» **Reading text**:
:::::
I think we need a house where all the walls are covered in bookshelves :)
permalink Ω 2 April 2002, Helsinki
Maybe smaller is better!
I'll never forget seeing the stars in crisp focus on the way home from the optometrist when I got my first pair of glasses. They were big, dorky and heavy but I could see things for a change so I wore them all the time unlike my older sister who needed them more than I did and often didn't wear them. I tried contacts for a brief time and when one ripped on my eye after driving all night to Key West, I flicked it out the window and haven't gone back.
I purchased the first pair of glasses I ever liked after seeing them on the local NAACP president at a dinner one night and asked him where he bought them. Of course, this would be the first pair I chose on my own without my parents. Over the years I've worn a number of frames but I've noticed that the lenses are significantly smaller than 20 years ago. My latest pair of glasses nearly omits the frame entirely so pretty soon I suspect I'll be wearing a monocle. :)
I've developed a theory that Macintosh users wear small frame/lens glasses and PC/Wintel users wear large frame/lens glasses which I will attribute to the higher value placed on aesthetics by Macintosh owners. Note the difference in eyewear on Steve Jobs and Bill Gates. I should start collecting data and see if there is any real correlation :)
permalink Ω 1 April 2002, Helsinki
Oh, you mean this network?
:::::
» **Task set**:
A. Extract the passage of the blog text on eyeglasses from "I'll never forget" up to and including "haven't gone back.".
B. Write what comes next in the blog text on eyeglasses, starting after its last sentence.
The collected data is separate material and is not part of the blog text on eyeglasses.

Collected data
:::::
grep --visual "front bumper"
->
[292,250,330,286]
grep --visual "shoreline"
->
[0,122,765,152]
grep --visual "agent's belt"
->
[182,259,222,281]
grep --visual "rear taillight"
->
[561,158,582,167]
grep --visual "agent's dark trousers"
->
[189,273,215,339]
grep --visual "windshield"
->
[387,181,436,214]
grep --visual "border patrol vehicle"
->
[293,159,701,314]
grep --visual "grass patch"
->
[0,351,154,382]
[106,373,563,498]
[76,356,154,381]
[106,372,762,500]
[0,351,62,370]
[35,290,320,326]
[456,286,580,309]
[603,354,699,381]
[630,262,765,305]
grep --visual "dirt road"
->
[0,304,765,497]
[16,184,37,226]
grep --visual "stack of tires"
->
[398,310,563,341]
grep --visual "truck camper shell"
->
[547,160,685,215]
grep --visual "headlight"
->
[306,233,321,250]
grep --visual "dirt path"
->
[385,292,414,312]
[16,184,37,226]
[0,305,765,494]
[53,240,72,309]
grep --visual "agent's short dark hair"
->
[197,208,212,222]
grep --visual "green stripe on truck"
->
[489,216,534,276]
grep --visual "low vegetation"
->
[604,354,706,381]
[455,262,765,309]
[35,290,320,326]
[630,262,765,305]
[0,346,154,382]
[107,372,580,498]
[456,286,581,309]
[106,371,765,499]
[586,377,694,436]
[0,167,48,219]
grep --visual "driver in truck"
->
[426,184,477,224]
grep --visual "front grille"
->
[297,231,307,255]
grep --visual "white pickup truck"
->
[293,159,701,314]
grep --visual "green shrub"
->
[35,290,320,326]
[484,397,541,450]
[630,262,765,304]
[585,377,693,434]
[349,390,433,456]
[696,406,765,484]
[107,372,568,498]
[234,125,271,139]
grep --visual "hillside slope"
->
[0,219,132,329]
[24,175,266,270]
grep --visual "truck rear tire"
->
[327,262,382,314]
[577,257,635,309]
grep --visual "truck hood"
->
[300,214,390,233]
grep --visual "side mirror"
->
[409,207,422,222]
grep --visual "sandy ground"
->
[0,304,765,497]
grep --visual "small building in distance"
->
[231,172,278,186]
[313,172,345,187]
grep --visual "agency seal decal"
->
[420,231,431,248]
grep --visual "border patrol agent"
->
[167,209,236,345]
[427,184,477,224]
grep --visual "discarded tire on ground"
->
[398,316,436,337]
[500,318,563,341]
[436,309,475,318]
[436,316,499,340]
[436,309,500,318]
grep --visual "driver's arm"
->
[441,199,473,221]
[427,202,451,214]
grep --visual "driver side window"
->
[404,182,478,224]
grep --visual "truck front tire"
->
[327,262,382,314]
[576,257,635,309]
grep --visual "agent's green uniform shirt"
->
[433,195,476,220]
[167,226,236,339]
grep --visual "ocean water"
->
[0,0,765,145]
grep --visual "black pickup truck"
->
:::::
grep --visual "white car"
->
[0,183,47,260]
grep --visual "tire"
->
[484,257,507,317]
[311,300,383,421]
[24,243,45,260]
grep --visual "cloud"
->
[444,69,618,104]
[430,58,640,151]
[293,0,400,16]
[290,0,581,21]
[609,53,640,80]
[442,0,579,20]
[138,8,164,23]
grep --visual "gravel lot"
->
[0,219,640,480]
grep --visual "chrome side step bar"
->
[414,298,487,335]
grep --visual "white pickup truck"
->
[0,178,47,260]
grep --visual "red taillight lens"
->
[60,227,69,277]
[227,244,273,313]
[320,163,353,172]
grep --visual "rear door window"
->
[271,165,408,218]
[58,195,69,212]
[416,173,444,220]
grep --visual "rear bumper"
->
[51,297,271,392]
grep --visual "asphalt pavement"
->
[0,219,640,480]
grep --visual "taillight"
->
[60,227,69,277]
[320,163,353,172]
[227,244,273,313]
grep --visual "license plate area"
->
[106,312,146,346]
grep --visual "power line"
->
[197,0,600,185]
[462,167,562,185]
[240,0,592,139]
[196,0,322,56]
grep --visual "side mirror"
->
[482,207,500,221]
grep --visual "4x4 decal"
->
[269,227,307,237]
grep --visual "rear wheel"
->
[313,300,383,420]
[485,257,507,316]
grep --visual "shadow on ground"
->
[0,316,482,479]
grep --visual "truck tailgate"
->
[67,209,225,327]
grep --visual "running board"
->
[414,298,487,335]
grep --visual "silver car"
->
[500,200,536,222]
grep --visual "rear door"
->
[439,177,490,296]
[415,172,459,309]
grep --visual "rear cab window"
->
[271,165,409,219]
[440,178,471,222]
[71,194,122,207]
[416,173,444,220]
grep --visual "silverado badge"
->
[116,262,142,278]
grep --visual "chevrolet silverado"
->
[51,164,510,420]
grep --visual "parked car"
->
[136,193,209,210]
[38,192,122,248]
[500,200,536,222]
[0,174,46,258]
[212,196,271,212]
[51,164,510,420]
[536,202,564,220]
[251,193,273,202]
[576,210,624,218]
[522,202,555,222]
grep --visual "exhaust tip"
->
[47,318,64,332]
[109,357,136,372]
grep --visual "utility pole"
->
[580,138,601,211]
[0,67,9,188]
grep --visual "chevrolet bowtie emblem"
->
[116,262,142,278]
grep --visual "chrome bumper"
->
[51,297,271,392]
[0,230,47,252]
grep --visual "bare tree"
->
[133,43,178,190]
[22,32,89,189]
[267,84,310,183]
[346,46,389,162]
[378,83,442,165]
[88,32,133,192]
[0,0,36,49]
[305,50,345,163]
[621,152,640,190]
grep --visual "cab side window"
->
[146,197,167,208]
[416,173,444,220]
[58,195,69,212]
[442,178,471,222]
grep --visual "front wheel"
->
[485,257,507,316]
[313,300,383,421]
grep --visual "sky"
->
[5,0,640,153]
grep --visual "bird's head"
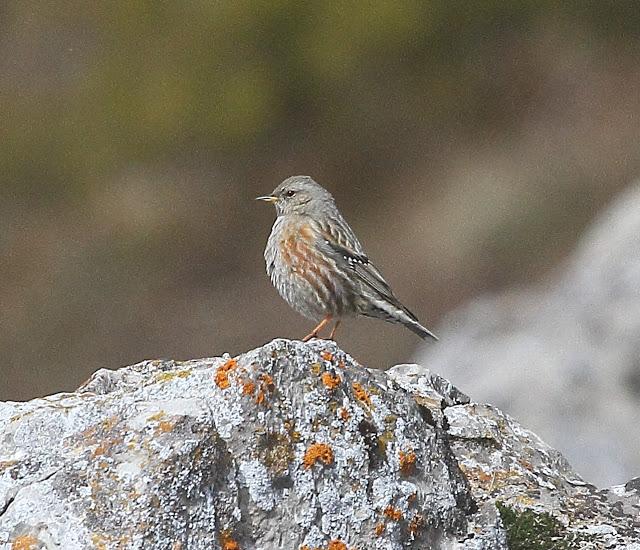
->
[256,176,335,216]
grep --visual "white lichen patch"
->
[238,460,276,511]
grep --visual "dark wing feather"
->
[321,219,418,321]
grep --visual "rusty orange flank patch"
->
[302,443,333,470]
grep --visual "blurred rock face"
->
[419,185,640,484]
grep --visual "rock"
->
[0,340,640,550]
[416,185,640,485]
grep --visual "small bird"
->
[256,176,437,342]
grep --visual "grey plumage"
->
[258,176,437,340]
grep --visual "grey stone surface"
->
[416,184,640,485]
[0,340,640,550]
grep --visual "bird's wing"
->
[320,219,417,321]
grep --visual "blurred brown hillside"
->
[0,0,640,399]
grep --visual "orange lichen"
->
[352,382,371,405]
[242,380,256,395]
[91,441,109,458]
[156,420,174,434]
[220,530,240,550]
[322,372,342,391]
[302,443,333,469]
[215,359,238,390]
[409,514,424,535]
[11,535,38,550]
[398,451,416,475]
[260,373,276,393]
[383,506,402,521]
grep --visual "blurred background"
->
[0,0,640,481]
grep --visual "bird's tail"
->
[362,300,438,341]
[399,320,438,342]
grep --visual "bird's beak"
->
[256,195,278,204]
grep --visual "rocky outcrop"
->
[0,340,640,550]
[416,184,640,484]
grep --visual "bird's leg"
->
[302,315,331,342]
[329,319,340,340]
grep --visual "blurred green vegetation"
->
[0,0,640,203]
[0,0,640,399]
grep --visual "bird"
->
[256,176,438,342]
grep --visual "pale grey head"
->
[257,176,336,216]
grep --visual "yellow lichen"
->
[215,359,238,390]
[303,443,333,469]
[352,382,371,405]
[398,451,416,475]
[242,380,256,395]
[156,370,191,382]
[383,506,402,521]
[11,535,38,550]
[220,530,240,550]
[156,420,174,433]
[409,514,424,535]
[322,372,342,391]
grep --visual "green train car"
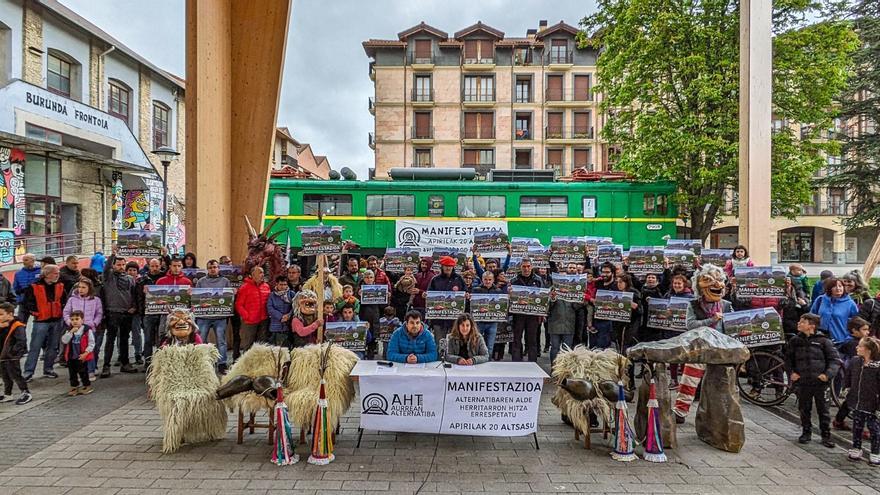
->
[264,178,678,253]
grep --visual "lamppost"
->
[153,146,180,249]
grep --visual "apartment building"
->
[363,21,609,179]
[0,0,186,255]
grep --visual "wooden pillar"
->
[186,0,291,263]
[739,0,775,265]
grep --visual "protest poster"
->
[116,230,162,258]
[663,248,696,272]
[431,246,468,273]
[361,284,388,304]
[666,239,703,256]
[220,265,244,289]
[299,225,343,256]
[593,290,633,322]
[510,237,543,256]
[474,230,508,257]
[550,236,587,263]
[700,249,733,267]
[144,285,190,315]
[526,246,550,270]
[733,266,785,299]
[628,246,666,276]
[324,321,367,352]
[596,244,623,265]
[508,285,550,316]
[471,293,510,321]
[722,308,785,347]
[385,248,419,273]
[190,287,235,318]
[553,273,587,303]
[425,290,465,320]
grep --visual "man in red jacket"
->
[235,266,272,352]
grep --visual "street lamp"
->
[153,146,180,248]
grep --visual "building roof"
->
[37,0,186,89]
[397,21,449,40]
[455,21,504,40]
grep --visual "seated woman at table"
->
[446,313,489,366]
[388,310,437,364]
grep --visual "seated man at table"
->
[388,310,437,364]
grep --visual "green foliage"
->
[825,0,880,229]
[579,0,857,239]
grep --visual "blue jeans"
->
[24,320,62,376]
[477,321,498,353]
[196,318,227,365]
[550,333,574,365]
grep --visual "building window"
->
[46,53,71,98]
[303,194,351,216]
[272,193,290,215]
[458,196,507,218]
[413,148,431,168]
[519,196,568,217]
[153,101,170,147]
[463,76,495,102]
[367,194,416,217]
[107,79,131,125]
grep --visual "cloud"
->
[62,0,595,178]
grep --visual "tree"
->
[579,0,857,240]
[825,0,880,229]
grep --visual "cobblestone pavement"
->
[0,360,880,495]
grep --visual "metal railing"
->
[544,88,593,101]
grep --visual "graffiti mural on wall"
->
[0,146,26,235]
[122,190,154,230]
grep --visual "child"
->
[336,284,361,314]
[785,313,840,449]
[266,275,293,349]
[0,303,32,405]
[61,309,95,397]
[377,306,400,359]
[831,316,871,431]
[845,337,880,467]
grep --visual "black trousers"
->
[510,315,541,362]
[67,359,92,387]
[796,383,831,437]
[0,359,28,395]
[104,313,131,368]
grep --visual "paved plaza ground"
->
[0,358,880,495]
:::::
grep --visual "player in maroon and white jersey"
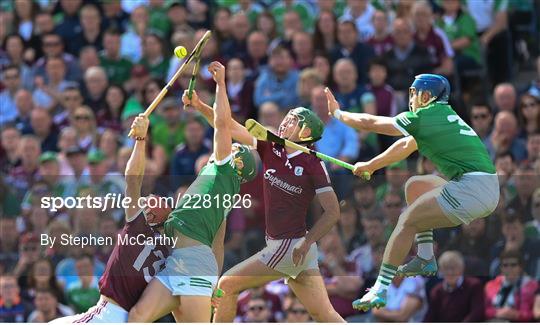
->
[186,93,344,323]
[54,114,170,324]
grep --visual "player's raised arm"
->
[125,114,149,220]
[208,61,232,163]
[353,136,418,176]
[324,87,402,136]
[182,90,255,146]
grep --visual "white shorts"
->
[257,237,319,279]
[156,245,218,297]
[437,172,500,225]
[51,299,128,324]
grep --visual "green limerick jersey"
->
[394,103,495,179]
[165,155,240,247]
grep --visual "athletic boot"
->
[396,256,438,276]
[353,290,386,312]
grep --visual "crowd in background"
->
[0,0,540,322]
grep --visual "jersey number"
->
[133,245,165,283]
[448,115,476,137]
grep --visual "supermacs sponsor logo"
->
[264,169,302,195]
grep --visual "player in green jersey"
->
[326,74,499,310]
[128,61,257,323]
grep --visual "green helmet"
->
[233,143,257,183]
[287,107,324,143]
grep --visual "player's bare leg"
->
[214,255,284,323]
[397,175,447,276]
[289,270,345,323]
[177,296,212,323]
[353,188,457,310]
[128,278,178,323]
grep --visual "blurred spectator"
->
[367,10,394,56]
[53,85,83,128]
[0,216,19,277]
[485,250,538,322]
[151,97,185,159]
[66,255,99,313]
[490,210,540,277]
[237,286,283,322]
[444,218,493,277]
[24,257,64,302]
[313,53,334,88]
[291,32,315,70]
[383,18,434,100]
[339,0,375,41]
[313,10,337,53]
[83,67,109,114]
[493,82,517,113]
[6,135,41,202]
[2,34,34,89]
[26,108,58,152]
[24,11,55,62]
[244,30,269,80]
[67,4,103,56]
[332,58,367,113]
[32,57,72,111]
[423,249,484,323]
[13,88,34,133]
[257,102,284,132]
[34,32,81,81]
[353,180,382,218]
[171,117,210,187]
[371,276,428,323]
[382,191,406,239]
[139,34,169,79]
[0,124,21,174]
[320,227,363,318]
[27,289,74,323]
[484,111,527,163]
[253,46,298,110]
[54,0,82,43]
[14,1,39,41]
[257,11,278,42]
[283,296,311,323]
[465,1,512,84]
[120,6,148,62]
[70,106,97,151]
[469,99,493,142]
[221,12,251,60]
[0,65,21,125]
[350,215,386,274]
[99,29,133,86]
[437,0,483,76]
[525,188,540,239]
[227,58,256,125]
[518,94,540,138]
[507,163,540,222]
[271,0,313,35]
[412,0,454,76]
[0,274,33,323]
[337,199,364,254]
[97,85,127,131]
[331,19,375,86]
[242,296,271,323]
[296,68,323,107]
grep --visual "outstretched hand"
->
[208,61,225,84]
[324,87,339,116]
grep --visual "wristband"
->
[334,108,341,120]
:::::
» **Answers to this exercise**:
A.
I'll never forget seeing the stars in crisp focus on the way home from the optometrist when I got my first pair of glasses. They were big, dorky and heavy but I could see things for a change so I wore them all the time unlike my older sister who needed them more than I did and often didn't wear them. I tried contacts for a brief time and when one ripped on my eye after driving all night to Key West, I flicked it out the window and haven't gone back.

B.
This afternoon Radar Riccardo calls me in a panic, "our box is down! our box is down!" so I look for the system shell on my desktop and, sure enough, I got squat for connectivity. I grab my laptop and have a look at the console in the freezing lab where it appears to have lost its network connectivity. Odd, nothing has changed today as I've been busy shopping for stuff on the internet all day. I wiggle all the obvious connectors and go bellow for the network guy whom we'll call Sparky.
<ME>Sparky! Anything up with our fine network today?
<SPARKY>No, why?
<ME>I have a box that claims it has no network and, considering it isn't sentient, I believe it.
[ ...we walk back into the lab..]
<SPARKY> [ looking at box and cable ] Nope, looks fine.
[ scowl ... reboot and fsck box takes about 30 mins... ]
<ME>Yo Mama, the box is sticking to it's story.
<SPARKY>I'm telling ya, it's not the network!
<ME>I'll bet good money the box ain't lying, c'mon and we'll trace the cable in the wiring cabinet.
[ ...digging through a mound of cabling and...lo and behold..the other end of the cable isn't plugged into anything! ...]
<ME>You know, doesn't Cisco have a console where you can see if shit is plugged in or not?
<SPARKY>Yeah, but, that shouldn't have happened.
<ME>Well, lots of things shouldn't happen, like me working here for example, but when I bother you about the network there is a near 100% chance that it's your bailiwick and not mine...and when it's Radar Riccardo, I am not going to be happy about sentient network cabling popping out of their sockets.
<SPARKY>Hmmm, well...
<ME>Here, I've got duct tape in my desk, let's tape the fucker in there as I do not want this to happen again.
One of these days I'm going to get a real job with real professionals again and I will either die of joy or sob from having to do real work for a change.
permalink Ω 1 April 2002, Helsinki
Motor On, Wayne!
When I lived in the UK I had a snappy little Spyder but always secretly lusted for a Mini and now the Mini has come to the US! Sadly, I'm leaving the country at the end of the year and will have to content myself with configuring my dream car online. They also have a series of adorable commercials for the launch. :)
permalink Ω 1 April 2002, Helsinki
Dr. Evil's Secret
Why is it that every time I see Nad's I think of Dr. Evil and his shorn scrotum?